**WORK TO DO**
According to the case excerpt, on what grounds did the RTC dismiss the complaint on June 14, 2001?

The facts of the case are as follows:

On July 6, 1999, respondents, through their attorney-in-fact Anecito Invento, filed a


complaint against several defendants for recovery of ownership and declaration of
nullity of several Transfer Certificates of Title (TCTs), four of which are registered in the
names of the petitioner Mactan-Cebu International Airport Authority (MCIAA) and the
Republic. They alleged that the subject properties were owned by their predecessor
Ysabel Limbaga, but the Original Certificates of Title were lost during the Second World
War. Respondents alleged that the mother of therein defendants Ricardo Inocian, Emilia
I. Bacalla, Olympia I. Esteves and Restituta I. Montana pretended to be "Isabel
Limbaga" and fraudulently succeeded in reconstituting the titles over the subject
properties to her name and in selling some of them to the other defendants. 2

It will be recalled that the subject properties were acquired by the Civil Aeronautics
Administration (CAA) through expropriation proceedings for the expansion and
improvement of the Lahug Airport,3which was granted by the Court of First Instance
(CFI) of Cebu City, Branch 3, in Civil Case No. R-1881, on December 29, 1961.
Subsequently, however, Lahug airport was ordered closed on November 29, 1989, 4 and
all its functions and operations were transferred to petitioner MCIAA5 after its creation in
1990 pursuant to Republic Act (R.A.) No. 6958, otherwise known as the Charter of the
Mactan-Cebu International Airport Authority.

In its Answer, petitioner denied the allegations in the complaint and by way of special
and affirmative defenses moved for the dismissal of the complaint. Likewise, defendants
Ricardo Inocian, Haide Sun and spouses Victor Arcinas and Marilyn Dueñas filed their
separate motions to dismiss.

On June 14, 2001, the RTC dismissed the complaint on the grounds that the
respondents had no cause of action, and that the action was barred by prescription and
laches.6 Respondents filed a motion for reconsideration which was denied; hence, they
filed an appeal with the Court of Appeals which reversed the Orders of the RTC. The
appellate court held that the complaint alleged "ultimate facts" constituting respondents'
cause of action; that the respondents cannot be faulted for not including therein
"evidentiary facts," thus causing confusion or doubt as to the existence of a cause of
action; and assuming the complaint lacked some definitive statements, the proper
remedy for the petitioner and other defendants should have been a motion for bill of
particulars, not a motion to dismiss. Further, the determination of whether respondents
have a right to recover the ownership of the subject properties, or whether their action is
barred by prescription or laches requires evidentiary proof which can be threshed out,
not in a motion to dismiss, but in a full-blown trial.7 The dispositive portion of the
Decision reads:

WHEREFORE, the assailed orders dated 14 June 2001 and 10 August 2001, both
issued by the Regional Trial Court of Cebu City, Branch 8 in Civil Case No. CEB-24012,
are hereby REVERSED and SET ASIDE. Accordingly, we REMAND the case to the
court a quo for further proceedings. We are also directing the RTC of Cebu City, Branch
8 to REINSTATE the case, and to conduct a TRIAL ON THE MERITS and thereafter
render a decision.

**DATASET ENTRIES**
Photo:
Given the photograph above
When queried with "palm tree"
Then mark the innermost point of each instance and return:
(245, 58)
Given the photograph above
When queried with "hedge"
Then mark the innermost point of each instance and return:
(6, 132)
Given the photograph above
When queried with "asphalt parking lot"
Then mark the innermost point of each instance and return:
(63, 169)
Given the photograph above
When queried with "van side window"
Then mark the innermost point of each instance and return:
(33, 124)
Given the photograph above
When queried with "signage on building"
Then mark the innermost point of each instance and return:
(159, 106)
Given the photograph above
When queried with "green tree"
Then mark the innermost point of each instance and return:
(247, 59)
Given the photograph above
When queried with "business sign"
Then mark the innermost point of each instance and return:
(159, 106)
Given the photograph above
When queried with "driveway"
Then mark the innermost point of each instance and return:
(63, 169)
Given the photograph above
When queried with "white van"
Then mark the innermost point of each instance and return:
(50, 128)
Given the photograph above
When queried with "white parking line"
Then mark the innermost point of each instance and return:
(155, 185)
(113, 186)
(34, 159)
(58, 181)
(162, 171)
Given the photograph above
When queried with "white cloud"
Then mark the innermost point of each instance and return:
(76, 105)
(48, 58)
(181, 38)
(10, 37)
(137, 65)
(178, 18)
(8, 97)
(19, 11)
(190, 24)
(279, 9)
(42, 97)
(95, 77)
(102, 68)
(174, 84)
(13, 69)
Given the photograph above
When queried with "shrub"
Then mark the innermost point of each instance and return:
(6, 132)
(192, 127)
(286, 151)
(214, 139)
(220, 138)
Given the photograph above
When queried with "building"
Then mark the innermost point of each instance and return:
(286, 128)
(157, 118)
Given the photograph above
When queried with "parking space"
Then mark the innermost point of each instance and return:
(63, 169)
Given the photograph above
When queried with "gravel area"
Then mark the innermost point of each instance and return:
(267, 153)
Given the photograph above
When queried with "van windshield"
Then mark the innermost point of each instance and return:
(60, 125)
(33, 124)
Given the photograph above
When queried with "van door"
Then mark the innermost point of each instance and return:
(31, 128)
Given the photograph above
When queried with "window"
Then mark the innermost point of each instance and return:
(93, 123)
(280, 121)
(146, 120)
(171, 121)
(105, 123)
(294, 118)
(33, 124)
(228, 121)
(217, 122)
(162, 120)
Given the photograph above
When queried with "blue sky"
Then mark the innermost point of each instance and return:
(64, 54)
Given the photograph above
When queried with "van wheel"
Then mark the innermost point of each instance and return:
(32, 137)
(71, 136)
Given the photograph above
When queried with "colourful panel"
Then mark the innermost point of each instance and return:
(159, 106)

**EXERCISE RESULT**
The respondents had no cause of action, and the action was barred by prescription and laches.